§ **Problem set**:
(A) According to the book review, where does Casey Fredericks teach?
(B) Write the next part of the book review, picking up right after its last sentence.

§ **Extracted text**:
Science Fiction Studies

#29 = Volume 10, Part 1 = March 1983


The Eternal Present

Casey Fredericks. The Future of Eternity: Mythologies of Science Fiction and Fantasy. Bloomington: Indiana UP, 1982. 229p. $22.50 cloth, $9.95 paper

Casey Fredericks' The Future of Eternity is not merely an important contribution to SF scholarship, but also a joy to read. In this study of the mythological content and context of SF and fantasy, the author does not seek to reduce the SF genre to an avatar of mythology, nor does he make grandiose claims for SF based on vague and unsubstantiated generalizations. Rather he employs his considerable knowledge of the nature and function of traditional mythology to elucidate a great many SF works, to define an aesthetic of SF, and to suggest clearly and convincingly the mythological functions of SF in contemporary culture.

Fredericks, a professor in the Department of Classical Studies, Indiana University, is completely at home in the theory and classics of mythology and in the scholarship and fiction of SF, and he imparts both considerable plot information about lesser-known SF works and a good deal of theoretical information with the skill of a consummate teacher. The result is both enjoyable reading and informative analysis that explains how SF transcends the often perceived breach between fantasy and cognition, between myth and reason, and between intuitive imagination and rational intellect. Fredericks traces this synthesis in three mythic patterns complementary to both myth and science: the man and superman encounter, the man and machine encounter, and the human and alien encounter. In each case, he sees the function of modern mythmaking to be to test contemporary social values and perceptions of human nature against the imagined potentialities of past and present civilizations, establishing "the interdependence between an educated sense of the past and an intelligent and articulate sense of the future" (p. 150).

§ **Record excerpts**:

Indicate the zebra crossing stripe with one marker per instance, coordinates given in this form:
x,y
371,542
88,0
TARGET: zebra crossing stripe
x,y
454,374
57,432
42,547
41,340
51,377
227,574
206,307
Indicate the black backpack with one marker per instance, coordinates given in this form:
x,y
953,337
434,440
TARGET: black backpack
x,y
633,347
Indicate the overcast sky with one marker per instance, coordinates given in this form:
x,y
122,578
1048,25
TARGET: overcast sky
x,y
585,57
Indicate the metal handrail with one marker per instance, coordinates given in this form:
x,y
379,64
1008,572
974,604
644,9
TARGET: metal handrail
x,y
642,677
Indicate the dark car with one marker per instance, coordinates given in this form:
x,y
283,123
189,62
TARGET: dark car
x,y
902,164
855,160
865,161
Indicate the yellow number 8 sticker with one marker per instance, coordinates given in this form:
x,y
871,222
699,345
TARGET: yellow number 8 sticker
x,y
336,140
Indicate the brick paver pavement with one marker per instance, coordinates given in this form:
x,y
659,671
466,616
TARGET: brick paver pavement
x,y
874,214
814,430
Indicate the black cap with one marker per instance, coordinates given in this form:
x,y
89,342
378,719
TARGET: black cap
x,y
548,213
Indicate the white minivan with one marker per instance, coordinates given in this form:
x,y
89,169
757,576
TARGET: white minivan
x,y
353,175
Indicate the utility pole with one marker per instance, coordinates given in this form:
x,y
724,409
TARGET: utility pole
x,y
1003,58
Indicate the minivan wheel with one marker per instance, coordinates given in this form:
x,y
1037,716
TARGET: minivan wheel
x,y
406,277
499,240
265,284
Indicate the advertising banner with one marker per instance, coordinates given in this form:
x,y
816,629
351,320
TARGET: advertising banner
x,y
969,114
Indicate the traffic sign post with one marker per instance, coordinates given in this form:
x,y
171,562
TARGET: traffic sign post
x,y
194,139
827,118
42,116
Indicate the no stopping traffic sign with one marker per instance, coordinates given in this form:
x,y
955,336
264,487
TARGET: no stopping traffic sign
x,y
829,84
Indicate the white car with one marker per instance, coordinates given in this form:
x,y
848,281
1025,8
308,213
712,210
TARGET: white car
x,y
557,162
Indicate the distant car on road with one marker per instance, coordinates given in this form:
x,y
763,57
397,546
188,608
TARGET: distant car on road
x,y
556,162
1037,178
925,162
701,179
* * *
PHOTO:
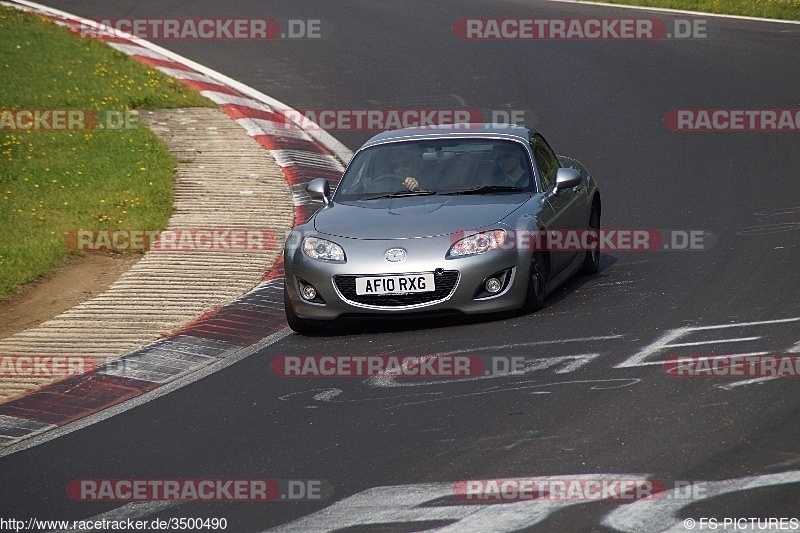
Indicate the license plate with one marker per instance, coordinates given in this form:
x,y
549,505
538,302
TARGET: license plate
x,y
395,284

§ **Results of the tasks**:
(A) In the Department of Classical Studies at Indiana University.

(B)
The Future of Eternity shows how some SF works that speculate about the origins and ends of mankind are concerned with the same cosmological questions as traditional creation myths. Others, especially heroic fantasy, are primarily either parodic or tragic-existential responses to a literary age that is nihilistic and antiheroic as they fulfill needs and test hypotheses about the human condition ignored by other literature. Still other works of SF and fantasy enrich the traditional approach to mythmaking through a conscious application of psychological, anthropological, and sociological theory. In each case, Fredericks reveals that SF's use of myth is not simply reductive adaption of tried and true archetypes, but provides approaches to our own world that may be fantastic and unrealistic but are also emotionally and intellectually stimulating, eye-opening, and life-enhancing. He is able to show repeatedly that, far from being an escapist or regressive literary mode, mythologically oriented SF is generally concerned with understanding the present and shaping the future: "In modern SF mythology, humanity is a self-creator. The future remains in our hands, to fail or succeed in the great adventure of the future, the Frankensteinian, dystopian vision urges us to make the necessary changes in ourselves and in the world to prevent the terrifying visions from coming true" (p. 176). The Future of Eternity is certainly not the first work to make this claim, but Fredericks' broad knowledge in myth theory, the history and philosophy of science, psychology, literary theory, and SF itself makes his proof of that claim among the most convincing and interesting.

--Mark Siegel

Waiting for E.T.: The Apocalyptic Literature of "Imminent Expectation"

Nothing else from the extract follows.